-- STATED EXERCISE A --
In the thread about determinants below, condense the paragraph beginning "My first thought was using Laplace expansion" into a short bulleted list that keeps its main facts.

───── EXCERPT PROVIDED ─────

Let A $\in M_{(n-1)},n(\mathbb{R})$ and for each $1\leq j \leq n$,let $A_j$ the matrix obtained from A by removing the j-th column. Show that:

$det (AA^t)= \sum\limits_{j=1}^n det(A_j)^2$

My first thought was using Laplace expansion,but this exercise is in the section of symmetric and exterior powers of my book. So I think maybe I should use the fact that the determinant is an alternating form . Any hints on how to proceed?


Consider $\det\pmatrix{x^t\\A}$, where $x\in \mathbb{R}^n$.

1) Notice that $\pmatrix{r_j^t\\A}$ has two equal rows for every row $r_j^t$ of $A$. Thus, $\det\pmatrix{r_j^t\\A}=0$ .

─────

-- STATED EXERCISE B --
From the records below, pick out every line that contains the string "polo". Case counts.

───── GIVEN RECORDS ─────

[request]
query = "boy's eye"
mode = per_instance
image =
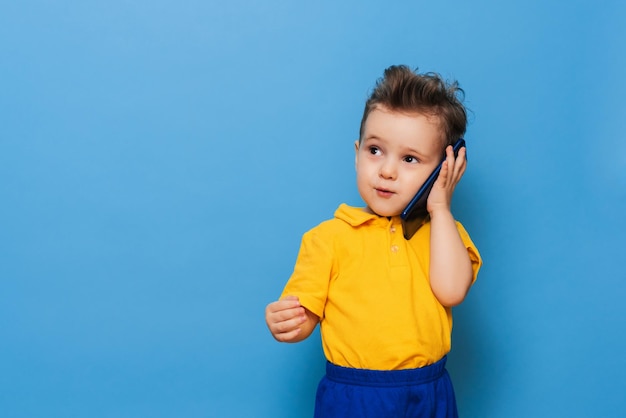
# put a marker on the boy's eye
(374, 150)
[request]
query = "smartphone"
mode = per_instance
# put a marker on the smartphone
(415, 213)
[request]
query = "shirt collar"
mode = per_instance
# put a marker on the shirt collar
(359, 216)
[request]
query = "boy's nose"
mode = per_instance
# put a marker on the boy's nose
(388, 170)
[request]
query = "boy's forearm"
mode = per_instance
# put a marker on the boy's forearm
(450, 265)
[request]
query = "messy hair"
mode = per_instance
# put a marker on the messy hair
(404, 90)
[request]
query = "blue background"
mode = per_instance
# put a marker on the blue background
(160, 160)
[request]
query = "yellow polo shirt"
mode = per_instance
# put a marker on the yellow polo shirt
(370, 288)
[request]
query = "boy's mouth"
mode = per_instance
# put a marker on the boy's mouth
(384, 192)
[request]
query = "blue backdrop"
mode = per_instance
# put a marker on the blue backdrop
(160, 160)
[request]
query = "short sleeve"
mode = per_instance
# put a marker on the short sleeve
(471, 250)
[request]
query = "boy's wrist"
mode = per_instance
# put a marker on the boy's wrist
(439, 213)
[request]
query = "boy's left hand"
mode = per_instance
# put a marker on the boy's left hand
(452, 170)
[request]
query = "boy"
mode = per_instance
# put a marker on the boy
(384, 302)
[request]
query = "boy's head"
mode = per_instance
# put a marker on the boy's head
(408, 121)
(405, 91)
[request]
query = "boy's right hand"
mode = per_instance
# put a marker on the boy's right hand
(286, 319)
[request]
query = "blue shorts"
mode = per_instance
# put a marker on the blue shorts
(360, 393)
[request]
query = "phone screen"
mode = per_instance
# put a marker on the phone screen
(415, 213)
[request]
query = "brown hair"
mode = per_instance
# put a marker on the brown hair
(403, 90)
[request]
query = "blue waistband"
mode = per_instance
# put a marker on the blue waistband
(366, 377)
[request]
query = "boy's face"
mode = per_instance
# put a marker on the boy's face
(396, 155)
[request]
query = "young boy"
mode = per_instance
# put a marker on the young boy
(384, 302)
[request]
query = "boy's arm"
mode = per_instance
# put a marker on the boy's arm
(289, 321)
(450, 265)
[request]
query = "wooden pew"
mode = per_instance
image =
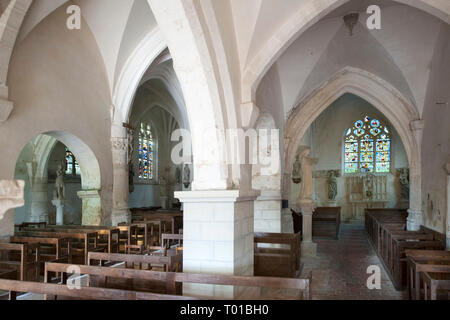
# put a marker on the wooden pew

─────
───── GIVEN RECORDS ─────

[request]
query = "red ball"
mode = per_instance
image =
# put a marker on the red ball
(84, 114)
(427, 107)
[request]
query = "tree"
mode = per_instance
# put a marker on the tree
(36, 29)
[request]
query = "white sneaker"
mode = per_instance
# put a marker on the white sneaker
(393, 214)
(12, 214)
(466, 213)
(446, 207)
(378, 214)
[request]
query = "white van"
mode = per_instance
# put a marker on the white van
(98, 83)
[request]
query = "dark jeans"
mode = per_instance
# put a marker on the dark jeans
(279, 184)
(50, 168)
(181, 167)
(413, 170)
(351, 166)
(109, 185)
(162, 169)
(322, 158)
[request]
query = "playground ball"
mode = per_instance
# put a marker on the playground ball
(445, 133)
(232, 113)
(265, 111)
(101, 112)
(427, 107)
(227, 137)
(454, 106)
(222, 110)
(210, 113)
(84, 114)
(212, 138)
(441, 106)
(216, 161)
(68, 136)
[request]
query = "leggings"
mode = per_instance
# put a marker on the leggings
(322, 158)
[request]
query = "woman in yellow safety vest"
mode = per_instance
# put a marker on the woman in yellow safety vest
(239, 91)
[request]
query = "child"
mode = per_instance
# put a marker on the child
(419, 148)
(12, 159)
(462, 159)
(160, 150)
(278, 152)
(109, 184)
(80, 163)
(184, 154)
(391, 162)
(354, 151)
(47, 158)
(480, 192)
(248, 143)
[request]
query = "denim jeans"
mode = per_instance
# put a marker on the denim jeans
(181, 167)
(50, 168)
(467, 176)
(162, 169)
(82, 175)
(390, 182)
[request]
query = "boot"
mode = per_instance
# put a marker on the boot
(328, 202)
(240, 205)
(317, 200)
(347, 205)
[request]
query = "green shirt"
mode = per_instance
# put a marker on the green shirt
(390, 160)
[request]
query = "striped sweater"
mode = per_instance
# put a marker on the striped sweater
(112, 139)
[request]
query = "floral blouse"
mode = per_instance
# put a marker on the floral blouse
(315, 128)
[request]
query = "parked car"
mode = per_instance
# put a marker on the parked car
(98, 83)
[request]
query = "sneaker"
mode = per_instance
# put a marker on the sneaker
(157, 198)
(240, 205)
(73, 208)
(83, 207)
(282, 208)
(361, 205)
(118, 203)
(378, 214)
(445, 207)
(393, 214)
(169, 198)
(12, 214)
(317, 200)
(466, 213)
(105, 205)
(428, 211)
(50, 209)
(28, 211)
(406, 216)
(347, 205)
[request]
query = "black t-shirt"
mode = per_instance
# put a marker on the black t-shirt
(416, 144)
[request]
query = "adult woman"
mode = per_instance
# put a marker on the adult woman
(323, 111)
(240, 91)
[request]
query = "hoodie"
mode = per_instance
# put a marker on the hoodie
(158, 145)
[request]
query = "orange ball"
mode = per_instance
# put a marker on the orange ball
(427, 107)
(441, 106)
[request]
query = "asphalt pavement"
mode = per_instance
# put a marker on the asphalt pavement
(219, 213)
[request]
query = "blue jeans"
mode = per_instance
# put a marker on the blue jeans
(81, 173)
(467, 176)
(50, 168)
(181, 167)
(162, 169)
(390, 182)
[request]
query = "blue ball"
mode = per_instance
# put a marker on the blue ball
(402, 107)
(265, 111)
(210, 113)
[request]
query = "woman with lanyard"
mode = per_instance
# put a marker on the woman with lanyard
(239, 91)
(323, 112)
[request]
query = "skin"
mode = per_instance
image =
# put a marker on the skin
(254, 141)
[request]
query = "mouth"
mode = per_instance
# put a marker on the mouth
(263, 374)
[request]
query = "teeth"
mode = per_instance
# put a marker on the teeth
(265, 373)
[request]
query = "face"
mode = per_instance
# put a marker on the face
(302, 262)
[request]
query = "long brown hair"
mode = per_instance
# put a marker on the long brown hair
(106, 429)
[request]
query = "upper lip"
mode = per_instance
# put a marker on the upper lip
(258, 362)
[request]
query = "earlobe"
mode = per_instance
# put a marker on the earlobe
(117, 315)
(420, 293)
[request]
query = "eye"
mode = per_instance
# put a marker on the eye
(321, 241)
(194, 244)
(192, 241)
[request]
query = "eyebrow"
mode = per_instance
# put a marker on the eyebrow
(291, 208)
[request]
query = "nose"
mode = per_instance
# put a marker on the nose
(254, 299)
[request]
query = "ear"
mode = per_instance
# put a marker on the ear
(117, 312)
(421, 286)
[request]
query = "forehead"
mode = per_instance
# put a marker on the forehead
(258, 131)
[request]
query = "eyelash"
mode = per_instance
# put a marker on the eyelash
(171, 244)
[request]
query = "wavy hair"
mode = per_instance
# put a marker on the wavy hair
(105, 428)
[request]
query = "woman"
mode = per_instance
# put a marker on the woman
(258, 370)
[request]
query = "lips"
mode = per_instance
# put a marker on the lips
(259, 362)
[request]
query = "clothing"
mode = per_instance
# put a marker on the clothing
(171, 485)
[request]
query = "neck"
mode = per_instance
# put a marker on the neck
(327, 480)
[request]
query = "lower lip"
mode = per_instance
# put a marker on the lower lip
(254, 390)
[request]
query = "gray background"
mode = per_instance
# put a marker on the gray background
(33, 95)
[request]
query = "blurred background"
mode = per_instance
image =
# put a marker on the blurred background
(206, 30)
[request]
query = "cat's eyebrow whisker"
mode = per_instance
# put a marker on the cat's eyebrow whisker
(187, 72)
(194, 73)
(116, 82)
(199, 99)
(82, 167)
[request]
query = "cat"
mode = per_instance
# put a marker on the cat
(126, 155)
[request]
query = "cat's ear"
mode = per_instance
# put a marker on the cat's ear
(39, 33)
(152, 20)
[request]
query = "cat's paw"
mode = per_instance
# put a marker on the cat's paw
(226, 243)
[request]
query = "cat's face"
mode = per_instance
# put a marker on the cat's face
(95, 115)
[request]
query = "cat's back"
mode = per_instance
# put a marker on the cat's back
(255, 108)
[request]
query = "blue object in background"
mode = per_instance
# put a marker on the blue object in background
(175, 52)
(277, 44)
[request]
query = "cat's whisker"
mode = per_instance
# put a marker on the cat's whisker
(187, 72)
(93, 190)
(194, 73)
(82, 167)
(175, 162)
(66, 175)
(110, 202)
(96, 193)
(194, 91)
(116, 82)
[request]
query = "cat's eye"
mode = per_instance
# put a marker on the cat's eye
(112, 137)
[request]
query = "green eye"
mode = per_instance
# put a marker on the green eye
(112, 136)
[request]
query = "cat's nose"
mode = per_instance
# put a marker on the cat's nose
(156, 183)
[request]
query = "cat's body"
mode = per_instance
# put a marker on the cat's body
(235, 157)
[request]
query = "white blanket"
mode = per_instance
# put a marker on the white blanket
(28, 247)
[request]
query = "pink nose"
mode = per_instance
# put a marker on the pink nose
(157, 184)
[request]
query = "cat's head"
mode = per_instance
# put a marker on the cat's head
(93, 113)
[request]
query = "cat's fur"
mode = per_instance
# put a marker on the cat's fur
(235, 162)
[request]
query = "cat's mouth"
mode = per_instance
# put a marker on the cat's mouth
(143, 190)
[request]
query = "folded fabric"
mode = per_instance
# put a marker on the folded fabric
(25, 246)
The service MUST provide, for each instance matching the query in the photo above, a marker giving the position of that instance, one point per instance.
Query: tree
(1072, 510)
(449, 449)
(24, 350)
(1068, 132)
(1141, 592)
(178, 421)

─────
───── GIVEN RECORDS ─────

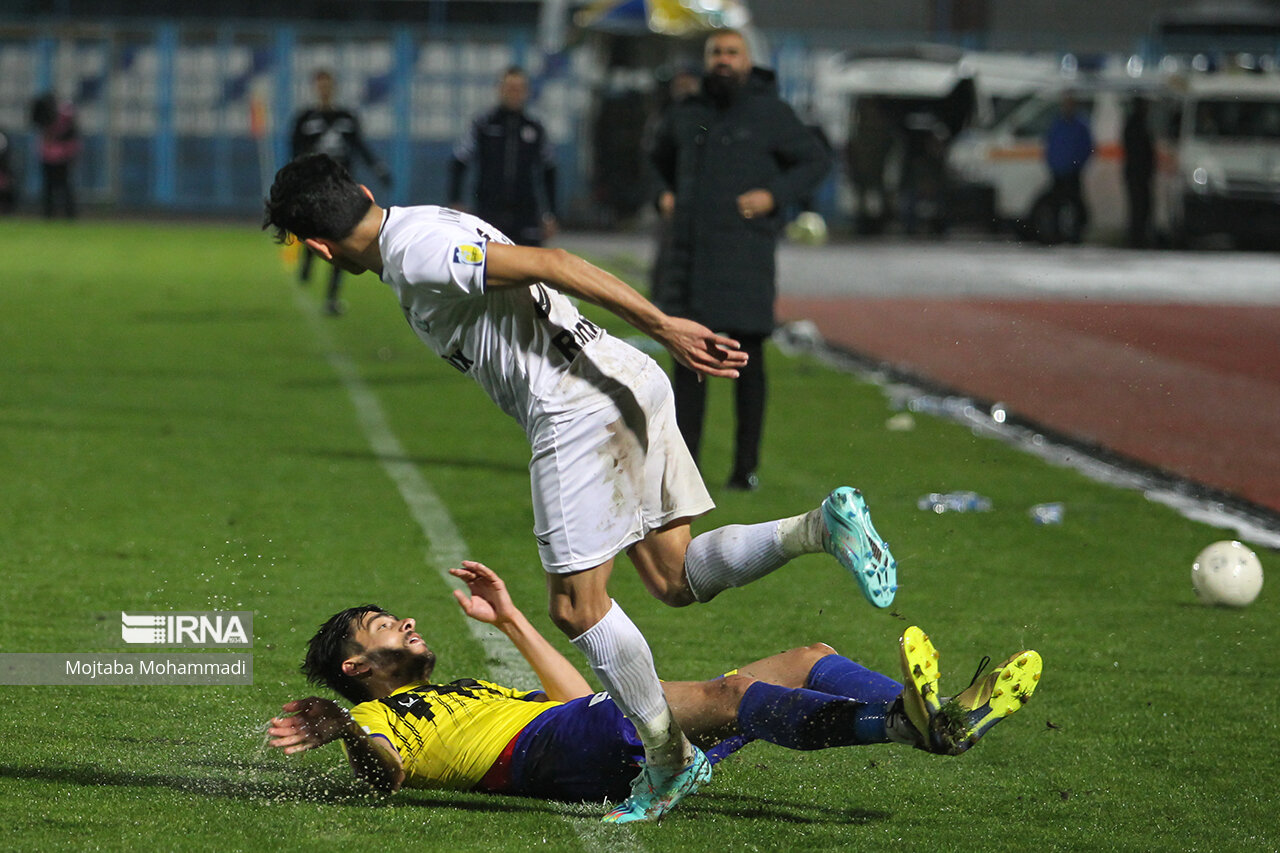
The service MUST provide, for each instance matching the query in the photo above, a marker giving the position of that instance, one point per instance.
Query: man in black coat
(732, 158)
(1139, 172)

─────

-- EXPECTED OUTPUT A --
- The first idea was to use Laplace expansion.
- The exercise appears in the book's section on symmetric and exterior powers.
- For that reason, the poster suspects the intended approach uses the fact that the determinant is an alternating form.
- The poster asks for hints on how to proceed.

-- EXPECTED OUTPUT B --
query = "yellow polo shirt"
# put a marker on the yellow polo shirt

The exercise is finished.